─── Extracted text
Series Preview: Houston Astros @ New York Yankees (5/11-5/14)

This looks to be a fascinating four-game series at Yankee Stadium as it heads into the weekend. Two of the younger teams in baseball, each has had tremendous success to start the season. These teams lead their respective divisions and have fought for the best record in baseball for a few weeks now. At 21-10, the Yankees will look to take advantage of their home field against the 23-11 Astros.





GAME ONE (Thursday, May 11 | First Pitch: 7:05 PM ET)
Dallas Keuchel (5-0, 1.88 ERA) vs. Michael Pineda (3-1, 3.12 ERA)

Who would’ve thought Michael Pineda would be the best starter for a Yankees team that has started the season 21-10? Well here we are in mid-May and Pineda has sustained his high strikeout, low walk numbers while now also allowing far fewer runs. Ever since his opening start against Tampa Bay in which he couldn’t make it out of the fourth inning, Pineda hasn’t allowed more than three runs in his five starts since then and has allowed two or less in four of those starts. In the five outings since, he has pitched to a 2.32 ERA across 31 innings. He’s yet to have a start with less than six strikeouts so far this year. His 43 on the year is good for 10th in the AL to date and that’s with only 34.2 innings. The only starter that has matched that kind of volume of strikeouts is Chris Sale. Pineda has faced two of the best offenses in the league, the Orioles and Cubs, in his past two starts and passed each test admirably. This is another test against one of the younger offenses in baseball, to go along with having to go toe-to-toe with one of the best pitchers in baseball in Dallas Keuchel.


About a month and a half into the season, it’s safe to say the 2015 Dallas Keuchel is back. The Cy Young winner has never been known for having dominant stuff, but rather is an efficient, ground-ball pitcher. His durability into games has been quite impressive, as he has pitched at least seven innings in every start this year, something the Yankees could use. His ability to take so much pressure off of having to use multiple bullpen arms has been crucial to the Astros’ early season success. He leads the AL in wins (5) and innings pitched (52.2), while being fourth in ERA (1.88). He’s coming off his worst start of the season against the Angels in which he allowed five runs, while still lasting eight innings. He’s also been known to be a Yankees killer, as he has truly dominated the Yankees whenever he’s had the chance to face them in the past few seasons, including the 2015 Wild Card game we all remember.

This is a new-look, rejuvenated offense though that could give Keuchel some trouble. The only criticism of his early season success is the offenses he has faced. Having faced the Angels and Athletics each twice, to go along with the Royals and the Indians, Keuchel has only faced one top-20 offense all year, which was the Seattle Mariners. That happened to be his first start of the year, one in which he pitched seven scoreless innings, but it’s quite interesting that his past six starts have all been against bottom-12 offenses. This will be huge test against one of baseball’s best offenses in the Bronx Bombers.
──────
Written instruction A: According to the series preview, which two AL categories does Dallas Keuchel lead?
Written instruction B: Please copy the stretch of the series preview from "This looks to" through "(3-1, 3.12 ERA)".
─── Excerpted records
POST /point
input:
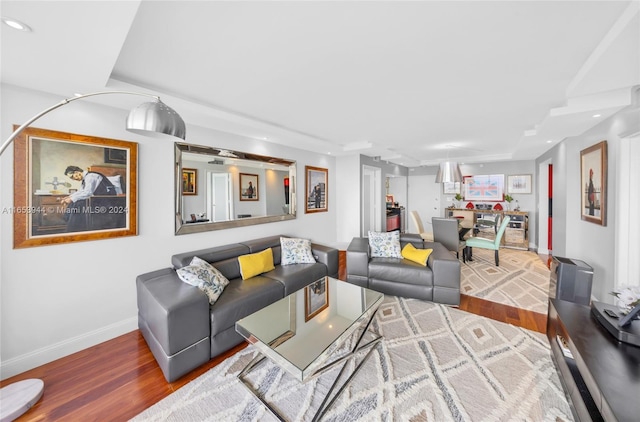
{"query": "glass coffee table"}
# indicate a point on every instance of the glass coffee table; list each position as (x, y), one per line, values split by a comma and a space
(311, 331)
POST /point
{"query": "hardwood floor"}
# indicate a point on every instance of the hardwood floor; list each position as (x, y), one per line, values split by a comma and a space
(118, 379)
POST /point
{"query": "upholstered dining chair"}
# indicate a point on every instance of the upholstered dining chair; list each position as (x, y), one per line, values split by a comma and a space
(479, 242)
(417, 221)
(447, 232)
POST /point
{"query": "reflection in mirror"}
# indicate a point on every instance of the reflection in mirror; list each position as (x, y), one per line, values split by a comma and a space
(220, 189)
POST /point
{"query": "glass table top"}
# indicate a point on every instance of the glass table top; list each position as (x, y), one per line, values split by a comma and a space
(303, 330)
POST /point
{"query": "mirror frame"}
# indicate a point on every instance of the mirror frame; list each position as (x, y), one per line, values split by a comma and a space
(183, 228)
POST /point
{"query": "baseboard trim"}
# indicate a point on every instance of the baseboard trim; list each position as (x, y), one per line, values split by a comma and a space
(19, 364)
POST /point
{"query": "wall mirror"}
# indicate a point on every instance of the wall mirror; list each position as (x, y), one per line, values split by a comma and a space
(218, 188)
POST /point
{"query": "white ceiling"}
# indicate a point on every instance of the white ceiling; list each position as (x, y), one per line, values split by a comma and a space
(412, 82)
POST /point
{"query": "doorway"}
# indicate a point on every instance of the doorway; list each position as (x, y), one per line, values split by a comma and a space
(219, 201)
(424, 197)
(545, 208)
(371, 199)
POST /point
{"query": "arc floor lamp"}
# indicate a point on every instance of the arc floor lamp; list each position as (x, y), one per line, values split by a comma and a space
(151, 119)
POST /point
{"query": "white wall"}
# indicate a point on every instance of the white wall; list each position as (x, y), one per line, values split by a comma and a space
(575, 238)
(56, 300)
(347, 202)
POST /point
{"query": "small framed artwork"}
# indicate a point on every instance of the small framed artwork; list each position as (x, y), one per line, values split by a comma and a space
(316, 189)
(519, 183)
(189, 181)
(451, 188)
(484, 188)
(316, 298)
(593, 186)
(72, 188)
(248, 187)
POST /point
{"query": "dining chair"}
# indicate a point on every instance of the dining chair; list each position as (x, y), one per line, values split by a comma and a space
(494, 244)
(447, 232)
(417, 221)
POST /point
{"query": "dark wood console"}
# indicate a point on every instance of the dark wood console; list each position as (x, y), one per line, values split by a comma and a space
(602, 378)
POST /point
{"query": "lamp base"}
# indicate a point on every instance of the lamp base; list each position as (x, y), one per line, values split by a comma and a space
(17, 398)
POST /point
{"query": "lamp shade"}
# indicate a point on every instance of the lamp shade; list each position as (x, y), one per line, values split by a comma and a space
(156, 118)
(448, 172)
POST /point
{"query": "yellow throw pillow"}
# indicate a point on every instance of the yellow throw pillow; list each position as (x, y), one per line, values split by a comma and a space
(419, 256)
(255, 264)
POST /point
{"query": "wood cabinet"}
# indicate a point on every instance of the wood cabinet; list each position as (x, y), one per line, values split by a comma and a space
(486, 223)
(599, 374)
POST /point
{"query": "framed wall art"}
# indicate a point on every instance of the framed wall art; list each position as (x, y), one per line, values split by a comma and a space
(519, 183)
(484, 188)
(316, 298)
(67, 190)
(316, 189)
(451, 188)
(189, 181)
(248, 187)
(593, 183)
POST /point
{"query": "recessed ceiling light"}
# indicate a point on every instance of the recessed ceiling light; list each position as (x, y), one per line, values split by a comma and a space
(16, 24)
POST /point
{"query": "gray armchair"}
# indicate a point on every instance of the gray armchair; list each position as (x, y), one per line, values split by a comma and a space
(446, 231)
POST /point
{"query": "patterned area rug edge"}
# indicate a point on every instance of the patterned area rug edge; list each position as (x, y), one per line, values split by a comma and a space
(435, 363)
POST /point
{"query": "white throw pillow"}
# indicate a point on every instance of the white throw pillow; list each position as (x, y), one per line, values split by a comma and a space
(206, 277)
(295, 251)
(385, 245)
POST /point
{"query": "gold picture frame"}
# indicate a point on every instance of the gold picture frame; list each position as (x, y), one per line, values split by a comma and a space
(593, 186)
(316, 195)
(65, 190)
(249, 187)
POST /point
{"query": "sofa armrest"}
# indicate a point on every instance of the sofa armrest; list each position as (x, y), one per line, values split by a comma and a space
(177, 314)
(358, 261)
(445, 266)
(328, 256)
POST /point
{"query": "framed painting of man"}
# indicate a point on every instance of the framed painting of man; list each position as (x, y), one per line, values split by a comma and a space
(67, 190)
(316, 189)
(593, 186)
(249, 187)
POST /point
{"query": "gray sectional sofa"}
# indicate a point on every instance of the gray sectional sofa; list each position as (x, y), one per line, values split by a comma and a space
(438, 282)
(184, 331)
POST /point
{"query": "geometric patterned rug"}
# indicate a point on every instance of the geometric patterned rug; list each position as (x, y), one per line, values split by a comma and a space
(435, 363)
(521, 280)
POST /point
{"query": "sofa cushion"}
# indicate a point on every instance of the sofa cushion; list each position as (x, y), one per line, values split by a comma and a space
(419, 256)
(294, 277)
(385, 245)
(295, 251)
(255, 264)
(206, 277)
(242, 298)
(400, 270)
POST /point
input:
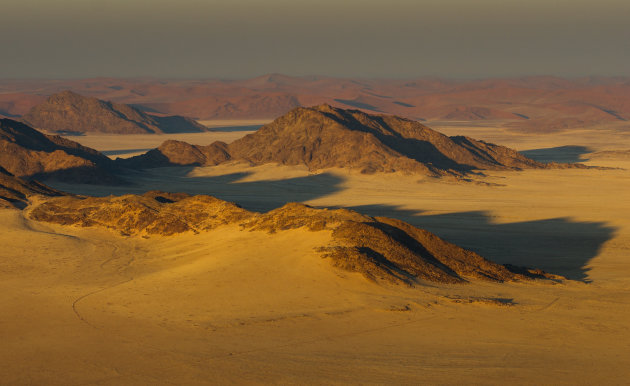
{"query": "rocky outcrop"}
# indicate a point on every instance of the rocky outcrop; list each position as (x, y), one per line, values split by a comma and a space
(325, 137)
(28, 153)
(382, 249)
(14, 192)
(69, 112)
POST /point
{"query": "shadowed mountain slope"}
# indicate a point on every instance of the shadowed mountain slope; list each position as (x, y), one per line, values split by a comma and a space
(325, 137)
(14, 191)
(28, 153)
(70, 112)
(381, 249)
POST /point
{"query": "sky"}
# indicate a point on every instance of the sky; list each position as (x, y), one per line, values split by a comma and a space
(343, 38)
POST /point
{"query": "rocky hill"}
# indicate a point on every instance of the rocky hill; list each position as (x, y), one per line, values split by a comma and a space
(68, 112)
(532, 104)
(14, 191)
(382, 249)
(28, 153)
(325, 137)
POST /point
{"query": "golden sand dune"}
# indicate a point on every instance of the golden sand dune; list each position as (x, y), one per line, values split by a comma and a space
(382, 249)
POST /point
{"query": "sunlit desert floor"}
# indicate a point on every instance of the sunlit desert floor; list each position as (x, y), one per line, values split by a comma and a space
(88, 306)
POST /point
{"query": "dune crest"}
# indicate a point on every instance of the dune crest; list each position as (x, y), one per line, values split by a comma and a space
(382, 249)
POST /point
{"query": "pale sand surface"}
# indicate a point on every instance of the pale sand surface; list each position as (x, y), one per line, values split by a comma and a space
(130, 145)
(245, 307)
(214, 123)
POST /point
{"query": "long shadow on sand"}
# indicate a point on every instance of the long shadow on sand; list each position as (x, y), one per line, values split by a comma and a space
(567, 153)
(557, 245)
(259, 195)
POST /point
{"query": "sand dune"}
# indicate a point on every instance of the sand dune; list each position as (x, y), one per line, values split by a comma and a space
(87, 305)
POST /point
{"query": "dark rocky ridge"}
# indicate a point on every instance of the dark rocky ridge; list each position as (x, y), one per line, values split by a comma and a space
(28, 153)
(71, 112)
(382, 249)
(14, 191)
(324, 137)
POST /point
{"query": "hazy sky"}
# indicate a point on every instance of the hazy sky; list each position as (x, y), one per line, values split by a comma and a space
(368, 38)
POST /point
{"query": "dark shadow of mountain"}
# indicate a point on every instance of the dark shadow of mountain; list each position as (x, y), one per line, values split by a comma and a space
(125, 151)
(557, 245)
(90, 175)
(236, 128)
(420, 150)
(567, 154)
(358, 105)
(260, 196)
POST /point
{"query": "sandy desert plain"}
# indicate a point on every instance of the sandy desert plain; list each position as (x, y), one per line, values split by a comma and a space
(90, 306)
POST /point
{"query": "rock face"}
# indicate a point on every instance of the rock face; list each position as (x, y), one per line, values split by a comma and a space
(324, 137)
(382, 249)
(70, 112)
(14, 191)
(27, 153)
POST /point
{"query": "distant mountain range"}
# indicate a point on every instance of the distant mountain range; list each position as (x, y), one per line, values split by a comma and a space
(537, 104)
(28, 153)
(325, 137)
(318, 137)
(14, 191)
(68, 112)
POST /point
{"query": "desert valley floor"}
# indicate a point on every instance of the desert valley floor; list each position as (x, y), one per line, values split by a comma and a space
(88, 306)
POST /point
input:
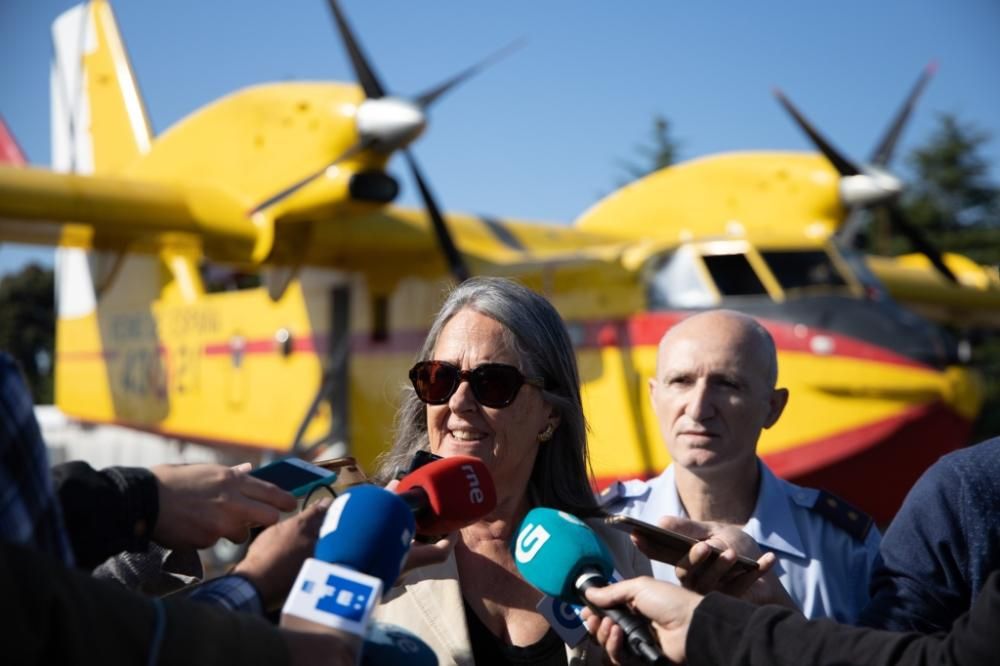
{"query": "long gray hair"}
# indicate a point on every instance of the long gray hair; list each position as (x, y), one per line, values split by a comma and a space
(536, 333)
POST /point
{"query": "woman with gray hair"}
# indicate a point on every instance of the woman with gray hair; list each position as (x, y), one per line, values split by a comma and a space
(497, 379)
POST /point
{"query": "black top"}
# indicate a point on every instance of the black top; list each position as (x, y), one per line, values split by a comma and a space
(490, 650)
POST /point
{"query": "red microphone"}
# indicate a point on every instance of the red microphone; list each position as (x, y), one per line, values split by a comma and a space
(448, 494)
──────
Written response A: Wins (5) and innings pitched (52.2).

Written response B:
This looks to be a fascinating four-game series at Yankee Stadium as it heads into the weekend. Two of the younger teams in baseball, each has had tremendous success to start the season. These teams lead their respective divisions and have fought for the best record in baseball for a few weeks now. At 21-10, the Yankees will look to take advantage of their home field against the 23-11 Astros.





GAME ONE (Thursday, May 11 | First Pitch: 7:05 PM ET)
Dallas Keuchel (5-0, 1.88 ERA) vs. Michael Pineda (3-1, 3.12 ERA)